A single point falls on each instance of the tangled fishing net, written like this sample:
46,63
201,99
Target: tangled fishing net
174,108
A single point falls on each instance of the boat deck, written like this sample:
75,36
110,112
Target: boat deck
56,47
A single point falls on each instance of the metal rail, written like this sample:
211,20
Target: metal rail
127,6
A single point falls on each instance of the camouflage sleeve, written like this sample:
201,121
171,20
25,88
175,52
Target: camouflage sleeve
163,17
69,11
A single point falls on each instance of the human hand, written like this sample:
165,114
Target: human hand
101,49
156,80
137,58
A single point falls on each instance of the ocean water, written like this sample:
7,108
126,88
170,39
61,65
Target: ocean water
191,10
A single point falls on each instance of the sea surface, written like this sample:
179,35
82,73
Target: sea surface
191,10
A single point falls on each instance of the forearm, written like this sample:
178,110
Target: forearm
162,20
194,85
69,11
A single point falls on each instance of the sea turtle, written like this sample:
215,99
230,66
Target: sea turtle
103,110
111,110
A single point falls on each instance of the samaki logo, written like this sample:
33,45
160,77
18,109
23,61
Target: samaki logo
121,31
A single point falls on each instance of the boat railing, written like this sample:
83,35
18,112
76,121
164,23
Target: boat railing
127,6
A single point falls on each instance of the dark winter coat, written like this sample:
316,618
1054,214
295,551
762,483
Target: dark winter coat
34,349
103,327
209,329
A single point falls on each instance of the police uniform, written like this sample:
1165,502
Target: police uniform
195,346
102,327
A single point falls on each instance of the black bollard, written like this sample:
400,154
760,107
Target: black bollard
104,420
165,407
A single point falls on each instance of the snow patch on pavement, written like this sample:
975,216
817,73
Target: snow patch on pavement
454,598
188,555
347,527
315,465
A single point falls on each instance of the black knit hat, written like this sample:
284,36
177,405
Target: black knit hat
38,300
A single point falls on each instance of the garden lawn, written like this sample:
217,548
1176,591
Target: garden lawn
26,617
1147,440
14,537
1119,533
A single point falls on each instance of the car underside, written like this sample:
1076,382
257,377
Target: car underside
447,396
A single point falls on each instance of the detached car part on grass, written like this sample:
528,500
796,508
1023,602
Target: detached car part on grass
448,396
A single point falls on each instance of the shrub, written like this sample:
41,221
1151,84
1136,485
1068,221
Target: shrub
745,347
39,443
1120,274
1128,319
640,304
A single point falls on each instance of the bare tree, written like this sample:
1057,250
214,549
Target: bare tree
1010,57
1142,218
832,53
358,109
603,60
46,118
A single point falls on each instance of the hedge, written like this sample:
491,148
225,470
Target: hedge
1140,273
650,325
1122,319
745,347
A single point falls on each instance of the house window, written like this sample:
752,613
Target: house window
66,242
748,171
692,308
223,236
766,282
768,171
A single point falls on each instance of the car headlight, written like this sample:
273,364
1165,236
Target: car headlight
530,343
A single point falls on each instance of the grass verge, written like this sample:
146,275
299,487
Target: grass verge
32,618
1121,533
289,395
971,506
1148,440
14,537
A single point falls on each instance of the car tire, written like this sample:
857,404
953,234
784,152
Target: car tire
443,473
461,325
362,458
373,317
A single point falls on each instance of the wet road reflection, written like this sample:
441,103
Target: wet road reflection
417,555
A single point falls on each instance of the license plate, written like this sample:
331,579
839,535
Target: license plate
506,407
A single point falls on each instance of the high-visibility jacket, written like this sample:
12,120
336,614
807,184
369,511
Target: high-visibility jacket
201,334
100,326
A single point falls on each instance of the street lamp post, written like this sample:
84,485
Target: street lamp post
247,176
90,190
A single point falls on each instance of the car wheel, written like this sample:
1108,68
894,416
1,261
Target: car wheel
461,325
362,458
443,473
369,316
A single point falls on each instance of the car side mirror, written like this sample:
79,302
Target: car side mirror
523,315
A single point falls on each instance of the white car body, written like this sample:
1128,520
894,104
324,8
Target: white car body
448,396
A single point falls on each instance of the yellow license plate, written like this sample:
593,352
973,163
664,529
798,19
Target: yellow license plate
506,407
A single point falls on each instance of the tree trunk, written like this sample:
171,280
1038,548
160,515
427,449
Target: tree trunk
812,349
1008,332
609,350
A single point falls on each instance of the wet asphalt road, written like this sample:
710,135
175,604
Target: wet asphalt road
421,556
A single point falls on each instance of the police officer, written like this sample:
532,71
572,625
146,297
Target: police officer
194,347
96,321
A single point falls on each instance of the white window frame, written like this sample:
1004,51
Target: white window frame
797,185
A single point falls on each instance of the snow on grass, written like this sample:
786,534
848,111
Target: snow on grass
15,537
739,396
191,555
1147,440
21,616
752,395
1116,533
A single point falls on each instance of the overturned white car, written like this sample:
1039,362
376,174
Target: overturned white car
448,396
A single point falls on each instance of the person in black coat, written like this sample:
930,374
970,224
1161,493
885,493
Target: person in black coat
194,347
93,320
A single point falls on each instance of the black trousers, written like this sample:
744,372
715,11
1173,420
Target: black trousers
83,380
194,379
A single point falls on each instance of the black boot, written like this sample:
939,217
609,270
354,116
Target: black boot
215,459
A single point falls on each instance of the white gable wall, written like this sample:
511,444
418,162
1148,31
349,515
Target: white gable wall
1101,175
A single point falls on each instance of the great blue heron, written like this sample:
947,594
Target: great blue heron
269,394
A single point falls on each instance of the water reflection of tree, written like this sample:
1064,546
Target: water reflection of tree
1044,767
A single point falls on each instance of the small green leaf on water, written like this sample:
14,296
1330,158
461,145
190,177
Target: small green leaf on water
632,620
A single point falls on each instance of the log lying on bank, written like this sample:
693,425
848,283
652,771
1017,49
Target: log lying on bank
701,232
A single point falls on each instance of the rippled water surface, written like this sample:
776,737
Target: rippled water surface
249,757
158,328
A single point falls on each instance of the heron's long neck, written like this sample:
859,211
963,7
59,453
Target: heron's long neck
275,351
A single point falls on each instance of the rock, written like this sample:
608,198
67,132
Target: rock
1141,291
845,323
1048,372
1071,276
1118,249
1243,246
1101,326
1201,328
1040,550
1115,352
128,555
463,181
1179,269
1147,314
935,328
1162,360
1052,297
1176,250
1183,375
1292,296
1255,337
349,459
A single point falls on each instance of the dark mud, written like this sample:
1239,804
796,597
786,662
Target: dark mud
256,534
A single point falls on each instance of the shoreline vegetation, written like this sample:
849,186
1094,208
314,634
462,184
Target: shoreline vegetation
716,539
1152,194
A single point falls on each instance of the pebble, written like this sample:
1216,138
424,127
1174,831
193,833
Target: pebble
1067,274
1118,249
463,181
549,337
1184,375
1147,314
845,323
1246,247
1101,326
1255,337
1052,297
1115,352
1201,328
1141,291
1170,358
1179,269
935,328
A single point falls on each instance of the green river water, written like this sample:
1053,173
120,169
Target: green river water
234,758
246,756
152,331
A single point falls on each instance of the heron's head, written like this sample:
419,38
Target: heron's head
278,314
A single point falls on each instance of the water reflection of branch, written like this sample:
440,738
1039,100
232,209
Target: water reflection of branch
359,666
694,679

## What you are asked to do
Extract all of the data above without altering anything.

## Response to the exercise
A single point falls on each instance of the tangled fishing net, written like this sample:
46,63
201,99
Target: tangled fishing net
174,108
A single point falls on each instance of the boat deck, written like this sample:
75,36
110,112
Target: boat deck
56,47
A single point falls on each instance of the metal rail, written like this sample:
211,20
Target: metal rail
127,6
A single point falls on each instance of the camouflage sleeve, written like this sample:
201,121
171,20
25,88
175,52
Target: camouflage sleeve
163,17
69,11
A single point falls on each instance of the human hand, written like this sample:
165,114
Target: human hand
101,49
156,80
137,58
A single point falls on each instance of the ocean water, written like this sample:
7,108
126,88
170,39
61,65
Target: ocean water
191,10
A single point falls on each instance of the sea surface, written like this sample:
179,35
82,73
Target: sea surface
191,10
A single point falls on each instance of the forearm, written like this sample:
178,110
Target: forearm
162,20
194,85
69,11
A single point falls on each instance of the sea turtle, written like this sample:
215,99
230,66
Target: sea turtle
103,110
111,110
A single point falls on each instance of the samaki logo, written like this sample:
33,45
160,77
18,109
23,61
Target: samaki logo
121,31
A single point falls on each instance of the boat railing, written like this sample:
83,35
18,112
76,121
164,23
Target: boat railing
127,6
A single point falls on each instance of the dark winter coat, written like this sample:
316,618
1054,214
295,551
762,483
Target: dark winter coat
34,349
103,327
209,329
A single point falls on each instance of the police uniform, written like this sample:
1165,502
Target: police uniform
195,346
102,327
A single point falls on each instance of the black bollard, written like this sample:
400,154
760,107
Target: black bollard
104,420
165,407
A single point falls on each instance of the snow patch on pavement, written like this sample:
975,216
817,73
Target: snow patch on pavement
454,598
188,555
347,527
315,465
A single point falls on each instance of the black knit hat, written like this sample:
284,36
177,405
Target: black knit hat
38,300
A single point falls on each instance of the garden lawn, written like this sample:
217,548
1176,591
Target: garden lawn
26,617
1147,440
14,537
1119,533
A single point falls on each instance of the car underside, written like this sample:
1076,382
257,377
Target: car underside
447,396
A single point falls on each instance of the detached car part on grass, written like this sample:
528,500
796,508
1023,602
Target: detached car part on grass
448,396
A single point falls on each instance of the shrub, written like this sample:
41,221
1151,84
1136,485
1068,221
Target: shrub
745,347
39,443
1120,274
1128,319
640,304
A single point falls on each instance of the bare tree, written like this sample:
1057,250
214,549
Target: bare tree
1010,57
1142,218
832,53
358,109
603,60
46,118
A single point falls on each instance of the hedge, written like this sample:
491,148
225,470
Target: hedge
1140,273
650,325
1122,319
745,347
A single point falls on each instance of the house window, written like this sample:
752,613
Target: house window
66,242
748,171
692,308
223,236
766,282
768,171
A single point falls on each instance of the car headlight, written like this sample:
273,364
1165,236
Target: car headlight
530,343
A single point falls on each instance of the grass verge, written like this sample:
146,275
299,487
Target: grass verge
32,618
1121,533
289,395
971,506
1148,440
14,537
A single point falls on each instance of the car tire, written like this sample:
857,404
953,234
784,152
Target: car tire
443,473
461,325
362,458
373,317
A single point falls on each instance of the wet road reflection, written like this sample:
441,103
Target: wet road reflection
417,555
A single point falls on each instance of the license plate, written like this sample:
331,579
839,535
Target: license plate
506,407
A single point falls on each instance of the high-visibility jacket, written like this sample:
12,120
336,614
807,184
369,511
Target: high-visibility jacket
201,334
100,326
A single point falls on each instance of the street lamp post, written like this sample:
84,485
Target: street lamp post
247,176
90,190
A single point falls on each instance of the car wheel, written like this sample:
1108,68
894,416
1,261
Target: car wheel
461,325
362,458
443,473
369,316
A single point falls on each instance of the car side mirror, written like this sample:
79,302
Target: car side mirror
523,315
A single point falls on each instance of the white car body, written like this sample:
1128,520
894,104
324,8
Target: white car body
448,396
A single point falls on each instance of the yellow license plate, written like this sample:
593,352
973,163
664,529
798,19
Target: yellow license plate
506,407
A single point falls on each instance of the tree trunk, written like this sample:
171,280
1038,548
160,515
427,449
Target: tree trunk
812,349
1008,332
609,350
A single point falls on each instance of the wet asphalt road, written like this sample:
710,135
175,604
Target: wet asphalt road
421,556
A single point falls on each instance of the police officer, written like this sample:
532,71
572,625
146,297
Target: police officer
194,347
96,321
A single point falls on each instance of the white window frame, written like this sample:
1004,51
Target: white window frame
797,185
A single point falls on each instance of the snow on grass, written like this sample:
786,534
848,111
Target: snow on grass
15,537
739,396
191,555
1147,440
21,616
752,395
1116,533
A single point falls on each instance of the overturned white car, written like this sample:
1039,362
376,174
Target: overturned white car
448,396
A single point falls on each instance of the person in black coat, written like this sample:
930,374
970,224
1161,493
885,493
Target: person in black coat
194,347
93,320
A single point falls on each instance of the black trousers, written like this sample:
744,372
715,11
1173,420
Target: black trousers
83,380
194,379
A single point falls on each instance of the black boot, written like this sample:
939,217
609,270
354,116
Target: black boot
215,459
A single point falls on each instance of the white gable wall, written like this sample:
511,444
418,162
1148,31
349,515
Target: white gable wall
1101,175
A single point falls on each instance of the great blue heron, written like this sample:
947,594
Target: great blue heron
269,394
A single point falls on each instance of the water reflection of tree, written like this sample:
1064,546
Target: water reflection of tree
1044,767
A single point falls on each instance of the small green leaf on water, written like this sample:
14,296
1330,158
461,145
190,177
Target: small green leaf on water
632,620
A single point falls on each instance of the log lying on bank, written like this sample:
693,425
848,283
652,771
1017,49
Target: log lying on bank
701,232
A single point falls on each instance of the rippled water surface, written like this sample:
776,737
Target: rippled water surface
249,757
158,328
A single point falls on each instance of the heron's long neck, written like this sample:
859,211
963,7
59,453
Target: heron's long neck
275,351
A single point falls on each instance of the rock, written like this sample:
608,198
67,132
Target: rock
1141,291
845,323
1048,372
1071,276
1118,249
1243,246
1101,326
1201,328
1040,550
1115,352
128,555
463,181
1179,269
1147,314
935,328
1162,360
1052,297
1176,250
1183,375
1292,296
1255,337
349,459
A single point falls on each instance of the dark mud, written like this sample:
1239,804
796,597
786,662
Target: dark mud
256,534
A single point falls on each instance of the shoreline vegetation, written like this sample:
849,186
1094,208
314,634
462,184
Target: shoreline vegetation
716,539
1152,194
A single point falls on each instance of the pebble, written like this sample:
1216,138
424,127
1174,831
193,833
Target: pebble
1067,274
1118,249
463,181
549,337
1184,375
1147,314
845,323
1246,247
1101,326
1255,337
1052,297
1115,352
1201,328
1141,291
1170,358
1179,269
935,328
A single point falls on each instance of the green river water, written like this sample:
1053,173
120,169
Target: green river water
234,758
246,756
152,331
A single point falls on each instance of the heron's head, written like this sample:
419,38
Target: heron's head
278,314
A single point falls on each instance of the water reflection of branch, written like this sample:
440,738
1039,100
232,209
Target: water reflection of branch
359,666
694,679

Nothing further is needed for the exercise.